● Directions for this task: Pull out every line in the items below that contains the word "lane", and copy each one unchanged.

Region labeling records:
------------------------------------------------------------------------
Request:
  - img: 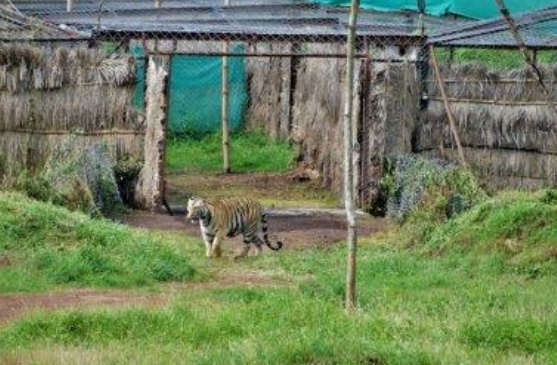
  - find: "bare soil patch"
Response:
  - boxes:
[124,212,385,248]
[0,289,168,325]
[0,270,289,326]
[166,171,338,208]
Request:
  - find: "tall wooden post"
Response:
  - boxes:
[221,0,231,173]
[343,0,360,310]
[135,56,170,211]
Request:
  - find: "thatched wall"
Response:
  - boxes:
[246,44,418,205]
[415,64,557,188]
[0,45,144,175]
[245,43,296,139]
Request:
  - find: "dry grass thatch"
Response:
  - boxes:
[415,64,557,187]
[0,45,144,179]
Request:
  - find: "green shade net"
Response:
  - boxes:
[306,0,557,19]
[132,47,248,134]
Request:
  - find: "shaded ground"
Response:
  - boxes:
[166,172,338,208]
[124,212,385,248]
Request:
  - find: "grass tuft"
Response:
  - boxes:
[0,192,194,292]
[166,132,296,172]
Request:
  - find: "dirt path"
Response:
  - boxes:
[0,203,384,326]
[124,212,385,249]
[0,270,290,327]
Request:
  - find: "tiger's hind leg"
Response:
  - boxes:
[234,233,260,259]
[211,233,223,257]
[201,229,215,257]
[234,238,250,260]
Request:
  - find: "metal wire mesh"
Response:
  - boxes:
[0,0,557,205]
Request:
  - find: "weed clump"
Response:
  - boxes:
[13,138,136,216]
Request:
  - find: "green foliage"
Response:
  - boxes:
[41,138,122,215]
[424,189,557,264]
[437,47,557,70]
[462,316,557,354]
[11,138,132,216]
[382,155,486,222]
[0,240,557,365]
[114,156,143,207]
[0,193,194,290]
[166,132,296,172]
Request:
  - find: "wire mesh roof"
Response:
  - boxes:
[429,6,557,49]
[0,6,83,41]
[5,0,557,48]
[7,0,463,41]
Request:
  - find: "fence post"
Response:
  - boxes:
[221,0,231,173]
[343,0,360,310]
[135,56,170,211]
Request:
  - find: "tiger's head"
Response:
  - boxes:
[186,197,207,222]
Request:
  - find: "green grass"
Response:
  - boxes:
[437,47,557,70]
[166,132,296,172]
[0,190,557,365]
[425,190,557,265]
[0,192,194,292]
[0,242,557,365]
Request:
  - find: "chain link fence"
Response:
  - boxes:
[0,0,557,207]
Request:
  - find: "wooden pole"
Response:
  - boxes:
[429,45,466,166]
[495,0,551,95]
[221,0,231,173]
[343,0,360,310]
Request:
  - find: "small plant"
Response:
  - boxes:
[114,156,143,207]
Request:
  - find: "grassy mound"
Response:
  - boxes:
[425,190,557,264]
[0,192,194,292]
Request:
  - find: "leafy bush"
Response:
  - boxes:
[382,155,486,221]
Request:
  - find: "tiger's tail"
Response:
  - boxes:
[261,213,282,251]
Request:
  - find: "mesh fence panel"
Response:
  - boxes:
[0,0,557,209]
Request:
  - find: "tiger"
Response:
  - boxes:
[186,197,282,259]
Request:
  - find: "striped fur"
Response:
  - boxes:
[187,198,282,258]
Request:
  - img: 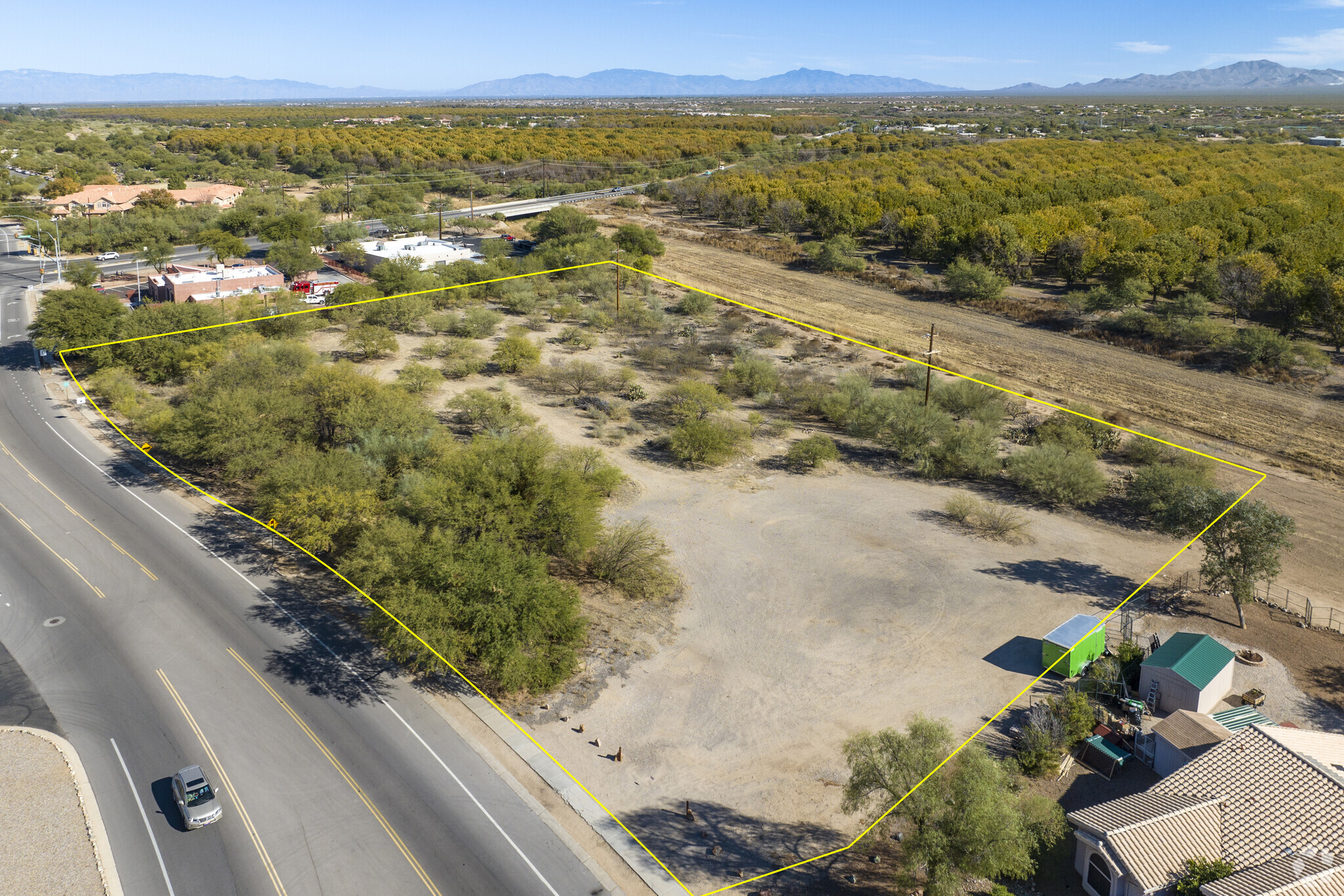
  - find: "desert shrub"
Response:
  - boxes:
[448,390,536,432]
[491,336,541,373]
[785,432,840,469]
[663,380,732,420]
[676,290,713,317]
[555,446,625,497]
[942,258,1008,301]
[440,336,485,380]
[1228,327,1295,371]
[1031,404,1120,454]
[364,296,431,333]
[719,352,780,395]
[449,305,504,338]
[931,377,1007,424]
[1125,464,1213,532]
[942,492,1031,542]
[555,327,597,351]
[668,417,749,466]
[589,520,679,600]
[340,324,396,360]
[751,324,788,348]
[919,423,1001,479]
[1008,445,1106,506]
[537,360,609,395]
[396,363,444,395]
[847,390,954,460]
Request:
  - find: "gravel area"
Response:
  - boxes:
[0,729,105,896]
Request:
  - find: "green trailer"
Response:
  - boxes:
[1040,613,1106,678]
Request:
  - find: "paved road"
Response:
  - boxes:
[0,234,605,896]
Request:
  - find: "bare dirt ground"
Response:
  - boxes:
[657,231,1344,606]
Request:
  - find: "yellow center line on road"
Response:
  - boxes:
[155,669,289,896]
[0,504,108,598]
[0,442,159,582]
[227,647,442,896]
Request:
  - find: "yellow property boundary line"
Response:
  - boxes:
[58,260,1267,896]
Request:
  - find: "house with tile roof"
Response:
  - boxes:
[47,184,245,218]
[1068,724,1344,896]
[1139,632,1234,712]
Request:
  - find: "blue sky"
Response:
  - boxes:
[16,0,1344,90]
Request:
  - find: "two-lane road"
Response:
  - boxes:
[0,240,618,896]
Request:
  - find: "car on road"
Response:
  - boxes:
[172,765,224,830]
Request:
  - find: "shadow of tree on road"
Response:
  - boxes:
[977,558,1141,609]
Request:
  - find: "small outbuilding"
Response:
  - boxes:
[1153,709,1232,778]
[1040,613,1106,678]
[1139,632,1235,713]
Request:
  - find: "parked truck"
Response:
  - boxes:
[289,279,340,305]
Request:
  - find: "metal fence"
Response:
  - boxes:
[1171,569,1344,634]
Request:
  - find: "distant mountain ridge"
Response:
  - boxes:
[990,59,1344,95]
[0,68,409,104]
[0,59,1344,105]
[440,68,961,96]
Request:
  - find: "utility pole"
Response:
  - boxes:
[923,324,938,407]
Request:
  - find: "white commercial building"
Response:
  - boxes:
[359,236,485,270]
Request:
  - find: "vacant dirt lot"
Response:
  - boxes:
[657,237,1344,605]
[518,457,1176,889]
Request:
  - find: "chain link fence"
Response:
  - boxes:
[1171,569,1344,634]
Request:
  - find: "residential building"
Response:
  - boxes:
[1068,724,1344,896]
[149,264,285,302]
[47,184,243,218]
[359,236,485,270]
[1139,632,1234,712]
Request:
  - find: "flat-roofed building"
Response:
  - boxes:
[149,264,285,302]
[359,236,485,270]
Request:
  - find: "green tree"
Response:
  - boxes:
[140,239,173,274]
[942,258,1008,301]
[491,336,541,373]
[196,228,249,263]
[66,259,102,287]
[266,242,324,279]
[1195,491,1297,628]
[1008,445,1106,506]
[668,418,749,466]
[612,224,667,255]
[840,716,1068,896]
[340,324,396,360]
[28,286,127,351]
[663,380,732,420]
[785,432,840,470]
[1176,856,1236,896]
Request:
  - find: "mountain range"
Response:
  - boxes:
[8,59,1344,104]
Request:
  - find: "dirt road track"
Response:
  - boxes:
[657,237,1344,605]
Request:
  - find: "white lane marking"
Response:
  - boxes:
[109,737,177,896]
[47,423,560,896]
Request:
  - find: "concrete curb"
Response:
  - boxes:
[421,692,625,896]
[0,725,123,896]
[457,693,687,896]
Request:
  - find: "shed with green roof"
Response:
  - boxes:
[1139,632,1235,713]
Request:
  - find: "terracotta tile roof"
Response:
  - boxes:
[1068,791,1222,892]
[1199,853,1344,896]
[1148,725,1344,868]
[1153,709,1232,759]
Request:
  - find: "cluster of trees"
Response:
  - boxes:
[841,713,1070,896]
[664,141,1344,342]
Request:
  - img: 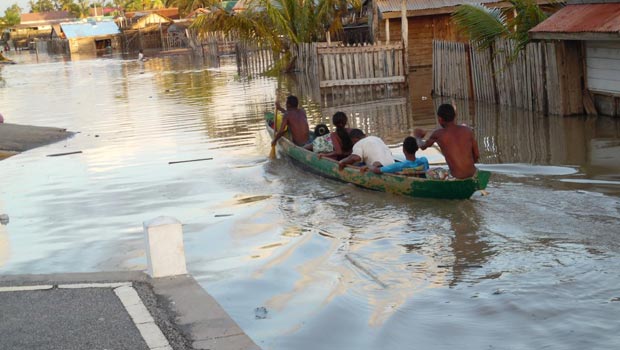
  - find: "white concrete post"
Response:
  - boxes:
[143,216,187,278]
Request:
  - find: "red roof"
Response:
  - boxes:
[125,7,179,19]
[20,11,75,24]
[530,3,620,33]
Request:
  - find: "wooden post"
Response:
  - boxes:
[400,0,409,75]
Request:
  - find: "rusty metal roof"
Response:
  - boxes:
[20,11,75,25]
[377,0,502,13]
[530,3,620,33]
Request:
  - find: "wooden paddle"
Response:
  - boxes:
[269,108,278,159]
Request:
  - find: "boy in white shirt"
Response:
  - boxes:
[338,129,394,170]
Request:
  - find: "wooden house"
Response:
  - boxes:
[530,0,620,116]
[369,0,550,69]
[10,11,75,48]
[52,20,121,55]
[128,12,173,29]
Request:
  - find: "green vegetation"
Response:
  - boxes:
[0,4,22,31]
[453,0,561,55]
[192,0,362,71]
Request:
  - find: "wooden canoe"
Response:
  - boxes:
[266,113,491,199]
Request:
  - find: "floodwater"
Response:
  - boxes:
[0,54,620,350]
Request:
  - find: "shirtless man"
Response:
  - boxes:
[414,104,480,179]
[271,96,309,146]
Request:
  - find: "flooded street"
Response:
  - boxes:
[0,53,620,350]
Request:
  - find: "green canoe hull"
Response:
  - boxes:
[267,115,491,199]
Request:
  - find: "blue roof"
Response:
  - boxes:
[60,21,121,39]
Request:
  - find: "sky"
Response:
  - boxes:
[0,0,30,16]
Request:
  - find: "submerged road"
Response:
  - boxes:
[0,52,620,350]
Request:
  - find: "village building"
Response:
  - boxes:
[369,0,552,70]
[530,0,620,116]
[10,11,75,49]
[51,20,121,55]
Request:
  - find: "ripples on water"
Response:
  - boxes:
[0,52,620,349]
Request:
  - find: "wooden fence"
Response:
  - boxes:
[433,40,563,114]
[433,41,470,102]
[294,42,407,103]
[235,40,276,75]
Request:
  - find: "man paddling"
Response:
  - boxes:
[271,96,309,146]
[414,104,480,179]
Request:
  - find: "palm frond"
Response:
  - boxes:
[452,4,509,49]
[508,0,548,52]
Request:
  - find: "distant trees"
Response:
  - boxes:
[192,0,362,71]
[453,0,562,55]
[0,4,22,31]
------------------------------------------------------------------------
● Response to this exercise:
  - find: "two-lane road"
  - find: "white lane marking"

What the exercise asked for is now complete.